| GIVEN EXERCISE |
Copy the entries below exactly, starting at the line containing "Would you be able to mark the railing" and continuing through the last entry.

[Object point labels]
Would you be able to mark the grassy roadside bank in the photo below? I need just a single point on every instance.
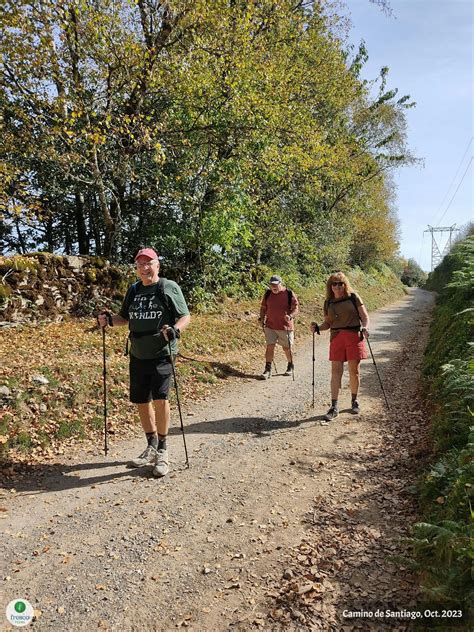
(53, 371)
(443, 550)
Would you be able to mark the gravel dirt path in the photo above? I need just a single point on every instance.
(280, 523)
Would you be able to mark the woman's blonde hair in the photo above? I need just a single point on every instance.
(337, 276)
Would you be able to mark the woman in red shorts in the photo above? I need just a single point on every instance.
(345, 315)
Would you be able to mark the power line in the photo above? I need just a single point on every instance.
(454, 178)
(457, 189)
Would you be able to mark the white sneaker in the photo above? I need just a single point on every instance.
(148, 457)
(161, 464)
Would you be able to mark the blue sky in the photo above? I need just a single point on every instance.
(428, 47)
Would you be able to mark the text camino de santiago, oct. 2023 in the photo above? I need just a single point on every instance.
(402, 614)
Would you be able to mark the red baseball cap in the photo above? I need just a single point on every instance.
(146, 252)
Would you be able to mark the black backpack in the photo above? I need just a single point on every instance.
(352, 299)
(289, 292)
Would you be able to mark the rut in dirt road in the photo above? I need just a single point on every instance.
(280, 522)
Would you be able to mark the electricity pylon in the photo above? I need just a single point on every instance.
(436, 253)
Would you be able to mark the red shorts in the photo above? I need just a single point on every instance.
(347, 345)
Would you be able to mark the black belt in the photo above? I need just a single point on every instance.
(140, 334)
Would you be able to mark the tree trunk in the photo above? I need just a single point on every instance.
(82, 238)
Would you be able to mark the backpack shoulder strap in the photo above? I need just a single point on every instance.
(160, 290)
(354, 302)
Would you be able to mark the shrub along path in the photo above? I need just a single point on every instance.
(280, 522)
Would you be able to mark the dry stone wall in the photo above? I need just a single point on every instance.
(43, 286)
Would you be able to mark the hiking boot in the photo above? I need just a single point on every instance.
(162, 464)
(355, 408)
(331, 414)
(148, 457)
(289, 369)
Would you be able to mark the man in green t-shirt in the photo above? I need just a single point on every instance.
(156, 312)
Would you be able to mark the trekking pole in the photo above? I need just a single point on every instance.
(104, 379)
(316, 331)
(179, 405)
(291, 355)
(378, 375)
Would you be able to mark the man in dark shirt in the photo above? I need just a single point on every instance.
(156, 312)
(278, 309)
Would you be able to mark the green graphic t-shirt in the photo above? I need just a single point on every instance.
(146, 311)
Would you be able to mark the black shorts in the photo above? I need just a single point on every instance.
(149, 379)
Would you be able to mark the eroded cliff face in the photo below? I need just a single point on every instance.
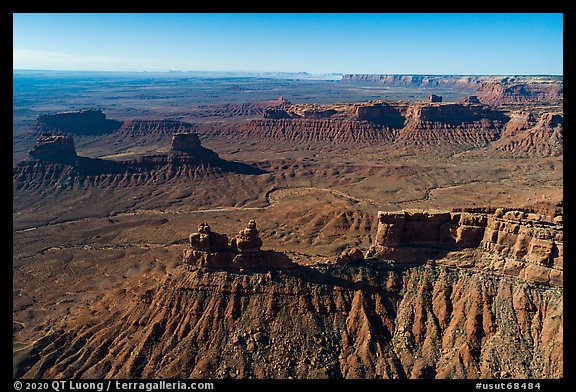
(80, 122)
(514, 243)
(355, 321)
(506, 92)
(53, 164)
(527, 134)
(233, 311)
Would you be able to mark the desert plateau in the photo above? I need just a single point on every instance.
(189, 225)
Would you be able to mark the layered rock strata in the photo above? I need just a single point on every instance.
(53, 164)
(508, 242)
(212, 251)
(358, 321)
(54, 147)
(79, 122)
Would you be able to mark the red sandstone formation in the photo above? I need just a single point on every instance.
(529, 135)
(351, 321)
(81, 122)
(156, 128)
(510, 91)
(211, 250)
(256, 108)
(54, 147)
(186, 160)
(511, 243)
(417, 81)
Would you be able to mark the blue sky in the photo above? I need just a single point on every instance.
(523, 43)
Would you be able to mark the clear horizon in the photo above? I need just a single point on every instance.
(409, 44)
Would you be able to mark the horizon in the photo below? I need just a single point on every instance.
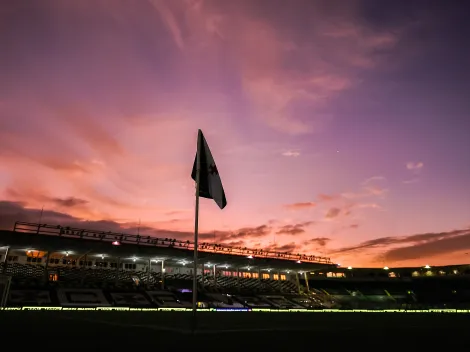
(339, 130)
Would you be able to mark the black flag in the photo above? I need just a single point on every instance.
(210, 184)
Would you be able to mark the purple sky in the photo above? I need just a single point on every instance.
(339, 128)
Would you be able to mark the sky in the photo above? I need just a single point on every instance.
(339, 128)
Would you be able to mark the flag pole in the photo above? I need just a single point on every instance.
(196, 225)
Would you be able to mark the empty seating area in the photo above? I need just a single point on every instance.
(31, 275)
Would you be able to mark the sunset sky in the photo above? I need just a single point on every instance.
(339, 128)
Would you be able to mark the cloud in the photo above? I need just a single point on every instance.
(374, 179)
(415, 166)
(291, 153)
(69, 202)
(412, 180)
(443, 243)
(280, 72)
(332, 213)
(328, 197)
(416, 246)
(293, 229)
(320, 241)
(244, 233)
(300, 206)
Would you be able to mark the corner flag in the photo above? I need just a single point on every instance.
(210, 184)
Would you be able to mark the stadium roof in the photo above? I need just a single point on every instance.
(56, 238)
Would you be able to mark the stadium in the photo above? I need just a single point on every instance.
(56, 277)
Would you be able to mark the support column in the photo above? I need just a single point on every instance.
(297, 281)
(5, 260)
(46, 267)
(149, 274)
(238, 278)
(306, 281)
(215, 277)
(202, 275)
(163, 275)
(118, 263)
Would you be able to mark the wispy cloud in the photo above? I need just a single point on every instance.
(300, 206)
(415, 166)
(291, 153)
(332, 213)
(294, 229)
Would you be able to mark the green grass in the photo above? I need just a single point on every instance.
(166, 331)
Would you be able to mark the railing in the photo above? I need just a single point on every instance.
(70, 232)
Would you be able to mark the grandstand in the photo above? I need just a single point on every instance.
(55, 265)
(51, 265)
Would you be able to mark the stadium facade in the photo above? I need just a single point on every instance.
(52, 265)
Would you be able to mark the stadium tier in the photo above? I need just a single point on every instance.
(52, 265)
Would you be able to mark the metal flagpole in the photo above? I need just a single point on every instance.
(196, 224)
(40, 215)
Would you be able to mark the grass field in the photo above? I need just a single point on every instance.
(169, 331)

| REPLY |
Would you be able to mark the railing in the photo above? I need just a single point on every instance.
(70, 232)
Would you be able to mark the grandstand in the photo above? I need just a single point on every instance.
(55, 265)
(51, 265)
Would you be able to mark the stadium facade in the photo above? I need just a single point on every instance.
(52, 265)
Would you be able to mark the stadium tier in the photo above? I need just a single point on every instance.
(52, 265)
Would you be able to mark the metal flagpole in the photo above? I need just a single point on every instance.
(196, 224)
(40, 215)
Would you be able to mark the grass field in the photo above? I need just a single point on every instance.
(169, 331)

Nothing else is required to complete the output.